## Extract
Well, I will not forget my experience either ;-).


>
>> Thanks a lot.
>>
>>
>> One more question because this is going pretty well now :) :
>>
>> Do you have an idea how could I recreate 4kB aligned partition
>> without deleting data from the disk? This is more facultative question,
>> because I know have my data.
>
> Difficult. You would need to shift the wole partitoon by
> one sector.
>
>> I thought about shrinking this partition, creating a second parition
>>  with 500gb to copy all data on this new partition, creating first paritition
>> in 4kB aligned format, copying all data back to this partition etc.
>
> That would work if you can shrink. At least my standard
> tool (Gnu parted) cannot do much with XFS.
>
> Best option would be if you could temporary store all the date
> somewhere else on the machine and repartition.
>
> The other option is to live with it, USB2 is very slow anyways,
> sector alignment may not even matter that much.

## Required task
Reproduce verbatim the passage of the email thread on disk partition alignment between "Well, I will" and "have my data.", inclusive.

## Material provided
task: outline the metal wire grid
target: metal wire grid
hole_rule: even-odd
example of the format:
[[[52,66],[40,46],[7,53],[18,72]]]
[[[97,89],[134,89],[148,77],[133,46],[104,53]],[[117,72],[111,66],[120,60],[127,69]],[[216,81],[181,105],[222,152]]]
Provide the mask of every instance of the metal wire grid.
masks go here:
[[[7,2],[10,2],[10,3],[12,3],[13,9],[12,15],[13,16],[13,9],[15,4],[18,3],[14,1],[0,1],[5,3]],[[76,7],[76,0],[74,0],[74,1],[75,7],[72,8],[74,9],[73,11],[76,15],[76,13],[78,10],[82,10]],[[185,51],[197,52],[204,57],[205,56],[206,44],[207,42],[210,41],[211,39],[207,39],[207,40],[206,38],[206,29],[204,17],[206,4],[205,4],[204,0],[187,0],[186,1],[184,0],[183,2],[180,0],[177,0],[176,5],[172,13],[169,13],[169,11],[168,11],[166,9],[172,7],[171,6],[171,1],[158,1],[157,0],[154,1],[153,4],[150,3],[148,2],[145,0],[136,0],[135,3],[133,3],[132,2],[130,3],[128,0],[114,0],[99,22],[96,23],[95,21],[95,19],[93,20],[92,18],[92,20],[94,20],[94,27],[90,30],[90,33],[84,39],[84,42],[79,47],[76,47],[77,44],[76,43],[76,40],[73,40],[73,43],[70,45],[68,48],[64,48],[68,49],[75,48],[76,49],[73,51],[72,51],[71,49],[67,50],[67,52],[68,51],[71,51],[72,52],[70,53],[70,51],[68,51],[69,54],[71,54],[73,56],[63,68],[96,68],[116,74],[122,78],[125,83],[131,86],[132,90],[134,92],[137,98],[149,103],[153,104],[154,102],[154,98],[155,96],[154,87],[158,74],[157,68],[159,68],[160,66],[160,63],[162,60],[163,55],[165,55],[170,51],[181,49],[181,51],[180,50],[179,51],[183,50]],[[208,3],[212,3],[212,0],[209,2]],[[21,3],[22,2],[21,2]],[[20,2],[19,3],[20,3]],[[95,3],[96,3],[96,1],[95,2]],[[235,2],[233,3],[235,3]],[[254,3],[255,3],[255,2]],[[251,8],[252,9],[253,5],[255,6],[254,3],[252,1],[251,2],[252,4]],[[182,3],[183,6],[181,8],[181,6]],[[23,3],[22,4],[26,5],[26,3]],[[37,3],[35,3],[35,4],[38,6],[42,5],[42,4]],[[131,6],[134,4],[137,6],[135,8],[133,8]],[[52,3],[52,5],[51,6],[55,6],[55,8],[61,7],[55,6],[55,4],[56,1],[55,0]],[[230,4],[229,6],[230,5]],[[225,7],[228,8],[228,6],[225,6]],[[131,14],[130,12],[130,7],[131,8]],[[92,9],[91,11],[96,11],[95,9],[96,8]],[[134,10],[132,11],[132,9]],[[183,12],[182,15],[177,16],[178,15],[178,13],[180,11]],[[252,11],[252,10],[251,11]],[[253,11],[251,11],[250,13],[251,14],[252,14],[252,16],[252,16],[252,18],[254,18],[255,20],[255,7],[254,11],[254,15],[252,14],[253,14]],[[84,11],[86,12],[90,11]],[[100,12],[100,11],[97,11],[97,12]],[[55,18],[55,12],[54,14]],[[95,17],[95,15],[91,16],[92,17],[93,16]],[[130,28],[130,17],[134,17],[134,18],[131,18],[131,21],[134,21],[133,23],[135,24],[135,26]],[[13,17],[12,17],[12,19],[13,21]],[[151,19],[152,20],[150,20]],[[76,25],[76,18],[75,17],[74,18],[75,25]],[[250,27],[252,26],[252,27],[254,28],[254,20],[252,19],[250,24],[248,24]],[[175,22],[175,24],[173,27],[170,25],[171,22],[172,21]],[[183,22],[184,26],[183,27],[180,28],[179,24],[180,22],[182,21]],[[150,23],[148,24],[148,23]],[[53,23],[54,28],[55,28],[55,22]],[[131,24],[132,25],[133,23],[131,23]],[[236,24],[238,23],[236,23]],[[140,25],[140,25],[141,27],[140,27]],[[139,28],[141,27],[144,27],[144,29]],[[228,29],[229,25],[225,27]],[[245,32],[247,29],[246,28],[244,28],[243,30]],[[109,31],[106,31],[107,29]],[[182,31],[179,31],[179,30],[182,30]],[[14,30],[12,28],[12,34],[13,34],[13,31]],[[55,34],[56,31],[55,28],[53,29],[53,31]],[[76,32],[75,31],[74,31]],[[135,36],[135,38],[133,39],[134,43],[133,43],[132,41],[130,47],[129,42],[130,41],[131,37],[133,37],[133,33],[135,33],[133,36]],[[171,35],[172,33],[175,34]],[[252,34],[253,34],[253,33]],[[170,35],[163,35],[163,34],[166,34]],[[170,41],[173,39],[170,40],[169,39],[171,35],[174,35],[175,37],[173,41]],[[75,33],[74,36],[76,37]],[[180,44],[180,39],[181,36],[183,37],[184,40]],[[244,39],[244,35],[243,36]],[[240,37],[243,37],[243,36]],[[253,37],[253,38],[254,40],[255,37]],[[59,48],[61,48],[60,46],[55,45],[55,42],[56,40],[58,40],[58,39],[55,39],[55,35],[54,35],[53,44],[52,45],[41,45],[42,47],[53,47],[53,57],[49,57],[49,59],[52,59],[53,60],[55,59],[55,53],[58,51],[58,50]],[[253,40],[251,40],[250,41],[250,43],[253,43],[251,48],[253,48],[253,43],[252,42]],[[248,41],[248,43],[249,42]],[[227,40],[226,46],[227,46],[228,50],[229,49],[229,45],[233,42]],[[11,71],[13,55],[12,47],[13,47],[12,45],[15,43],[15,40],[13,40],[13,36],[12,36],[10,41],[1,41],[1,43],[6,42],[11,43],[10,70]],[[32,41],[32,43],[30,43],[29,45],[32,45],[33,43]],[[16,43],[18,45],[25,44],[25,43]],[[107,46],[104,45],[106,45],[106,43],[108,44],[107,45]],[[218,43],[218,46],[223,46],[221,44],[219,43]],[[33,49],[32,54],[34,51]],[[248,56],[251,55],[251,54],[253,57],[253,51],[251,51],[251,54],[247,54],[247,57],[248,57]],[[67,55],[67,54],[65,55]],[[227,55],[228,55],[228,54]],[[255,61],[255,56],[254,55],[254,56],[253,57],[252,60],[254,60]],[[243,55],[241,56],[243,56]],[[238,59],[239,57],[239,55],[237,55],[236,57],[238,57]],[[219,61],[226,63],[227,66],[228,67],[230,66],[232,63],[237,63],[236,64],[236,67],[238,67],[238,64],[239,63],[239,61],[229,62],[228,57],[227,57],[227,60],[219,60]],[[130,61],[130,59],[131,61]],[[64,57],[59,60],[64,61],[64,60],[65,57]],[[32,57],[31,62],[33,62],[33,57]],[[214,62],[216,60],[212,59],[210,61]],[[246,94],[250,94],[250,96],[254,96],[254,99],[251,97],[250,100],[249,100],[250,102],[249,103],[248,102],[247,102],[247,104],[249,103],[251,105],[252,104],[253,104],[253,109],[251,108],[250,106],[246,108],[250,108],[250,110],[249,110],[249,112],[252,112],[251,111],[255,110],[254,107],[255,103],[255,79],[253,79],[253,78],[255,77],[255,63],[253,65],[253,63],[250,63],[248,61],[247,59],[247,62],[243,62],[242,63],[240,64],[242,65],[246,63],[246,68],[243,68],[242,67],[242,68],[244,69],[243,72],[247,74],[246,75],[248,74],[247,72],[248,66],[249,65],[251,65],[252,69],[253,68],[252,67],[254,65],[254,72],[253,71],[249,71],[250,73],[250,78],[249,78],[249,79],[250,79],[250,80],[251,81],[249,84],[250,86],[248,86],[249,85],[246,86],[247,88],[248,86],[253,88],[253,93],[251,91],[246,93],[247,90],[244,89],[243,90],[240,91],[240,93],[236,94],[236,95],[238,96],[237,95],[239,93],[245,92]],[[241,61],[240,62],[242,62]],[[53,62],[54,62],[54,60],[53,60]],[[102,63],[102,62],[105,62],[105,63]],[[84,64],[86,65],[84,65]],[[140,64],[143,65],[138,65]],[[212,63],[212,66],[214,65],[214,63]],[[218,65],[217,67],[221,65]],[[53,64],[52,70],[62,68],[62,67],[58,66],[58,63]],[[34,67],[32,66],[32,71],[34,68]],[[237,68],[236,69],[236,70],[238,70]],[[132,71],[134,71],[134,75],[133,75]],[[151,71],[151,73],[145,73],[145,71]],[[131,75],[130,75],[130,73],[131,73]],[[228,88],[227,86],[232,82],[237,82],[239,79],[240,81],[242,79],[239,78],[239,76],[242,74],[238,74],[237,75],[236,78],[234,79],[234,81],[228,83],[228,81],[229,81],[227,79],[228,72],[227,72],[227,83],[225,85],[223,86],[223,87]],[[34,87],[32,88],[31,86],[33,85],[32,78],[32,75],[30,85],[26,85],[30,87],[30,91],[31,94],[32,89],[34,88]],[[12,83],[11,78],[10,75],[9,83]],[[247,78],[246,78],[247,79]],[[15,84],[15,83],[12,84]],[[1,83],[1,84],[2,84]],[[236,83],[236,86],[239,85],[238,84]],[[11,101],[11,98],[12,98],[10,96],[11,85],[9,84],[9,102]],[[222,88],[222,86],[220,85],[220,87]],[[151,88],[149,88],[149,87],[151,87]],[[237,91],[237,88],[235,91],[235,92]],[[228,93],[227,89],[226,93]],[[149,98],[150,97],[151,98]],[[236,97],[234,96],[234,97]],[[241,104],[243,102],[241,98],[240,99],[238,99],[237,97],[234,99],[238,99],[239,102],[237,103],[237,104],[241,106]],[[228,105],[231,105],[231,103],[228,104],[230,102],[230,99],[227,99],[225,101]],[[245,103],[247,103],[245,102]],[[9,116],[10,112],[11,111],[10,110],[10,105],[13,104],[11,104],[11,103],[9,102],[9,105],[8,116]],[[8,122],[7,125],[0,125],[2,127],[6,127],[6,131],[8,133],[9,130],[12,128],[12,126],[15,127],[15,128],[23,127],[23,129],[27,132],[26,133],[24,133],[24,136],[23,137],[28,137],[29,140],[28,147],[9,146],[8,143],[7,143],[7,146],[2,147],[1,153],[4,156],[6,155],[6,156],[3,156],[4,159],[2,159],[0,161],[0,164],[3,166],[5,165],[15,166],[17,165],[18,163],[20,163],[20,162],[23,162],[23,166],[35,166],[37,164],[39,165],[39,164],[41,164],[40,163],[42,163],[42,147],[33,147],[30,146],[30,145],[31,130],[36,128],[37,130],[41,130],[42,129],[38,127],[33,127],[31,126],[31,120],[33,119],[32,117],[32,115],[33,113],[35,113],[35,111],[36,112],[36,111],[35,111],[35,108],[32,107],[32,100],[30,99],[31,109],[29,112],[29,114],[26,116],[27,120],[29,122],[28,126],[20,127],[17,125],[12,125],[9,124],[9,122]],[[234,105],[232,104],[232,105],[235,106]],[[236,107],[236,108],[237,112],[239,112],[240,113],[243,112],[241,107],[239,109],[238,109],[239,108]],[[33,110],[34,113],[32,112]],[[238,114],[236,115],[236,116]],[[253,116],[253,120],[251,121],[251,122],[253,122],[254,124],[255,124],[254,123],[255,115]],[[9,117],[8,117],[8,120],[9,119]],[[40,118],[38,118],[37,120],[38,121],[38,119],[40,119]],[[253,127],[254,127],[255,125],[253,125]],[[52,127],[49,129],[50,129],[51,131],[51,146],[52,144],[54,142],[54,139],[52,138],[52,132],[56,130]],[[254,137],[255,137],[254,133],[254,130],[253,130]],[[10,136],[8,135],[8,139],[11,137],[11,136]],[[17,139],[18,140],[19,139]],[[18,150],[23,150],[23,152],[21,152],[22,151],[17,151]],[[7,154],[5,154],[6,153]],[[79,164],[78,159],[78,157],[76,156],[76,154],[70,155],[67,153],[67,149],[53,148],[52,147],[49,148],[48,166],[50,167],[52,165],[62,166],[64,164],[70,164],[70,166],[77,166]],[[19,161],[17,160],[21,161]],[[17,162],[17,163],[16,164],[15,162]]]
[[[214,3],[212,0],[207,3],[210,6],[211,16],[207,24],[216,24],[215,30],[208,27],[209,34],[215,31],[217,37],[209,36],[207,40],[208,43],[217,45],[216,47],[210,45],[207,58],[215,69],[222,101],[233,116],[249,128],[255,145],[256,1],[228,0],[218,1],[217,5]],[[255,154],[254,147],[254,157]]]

## Finished answer
Well, I will not forget my experience either ;-).


>
>> Thanks a lot.
>>
>>
>> One more question because this is going pretty well now :) :
>>
>> Do you have an idea how could I recreate 4kB aligned partition
>> without deleting data from the disk? This is more facultative question,
>> because I know have my data.